SOURCE PASSAGE >>
::::

# first morels



## Oldgrandman

clintonking said:


> Don't say that oldgrandpappy, I would take morels in January if i could and I am not talking about dried grocery store morels... I have the itch so bad i went and checked some of my city spots, I know its terrible wishful thinking.... But certainly cannot wait should find something by the end of this upcoming week or is that just more wishful thinking...


Ok..... maybe just a few 
I got the fever too. Every year about this time I get all worried about the weather and how the season will pan out 
Wonder if I can get a perscription for this :help:
I will be grilling some steak and having some of those dried out mushrooms from my stash today. That might help, for about a day :lol:

Is the overuse of emoticons is a sign of cracking up


----------



## fasthunter

Oldgrandman said:


> Ok..... maybe just a few
> I got the fever too. Every year about this time I get all worried about the weather and how the season will pan out
> Wonder if I can get a perscription for this :help:
> I will be grilling some steak and having some of those dried out mushrooms from my stash today. That might help, for about a day :lol:
> 
> Is the overuse of emoticons is a sign of cracking up


 You definitely aren't the only on OGM. I worry about how the season will pan out too.....lol!

::::

RAW DATA >>
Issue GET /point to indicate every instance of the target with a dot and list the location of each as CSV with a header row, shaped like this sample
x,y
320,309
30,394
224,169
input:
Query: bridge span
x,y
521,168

::::

GIVEN PROBLEM A >>
Please print the section of the morels thread that opens with the words containing "## fasthunter" and closes with "pan out too.....lol!".
GIVEN PROBLEM B >>
In the morels thread, what does Oldgrandman plan to eat today?

FINAL RESULT A >>
## fasthunter

Oldgrandman said:


> Ok..... maybe just a few
> I got the fever too. Every year about this time I get all worried about the weather and how the season will pan out
> Wonder if I can get a perscription for this :help:
> I will be grilling some steak and having some of those dried out mushrooms from my stash today. That might help, for about a day :lol:
> 
> Is the overuse of emoticons is a sign of cracking up


 You definitely aren't the only on OGM. I worry about how the season will pan out too.....lol!

FINAL RESULT B >>
Grilled steak and some dried mushrooms from the stash.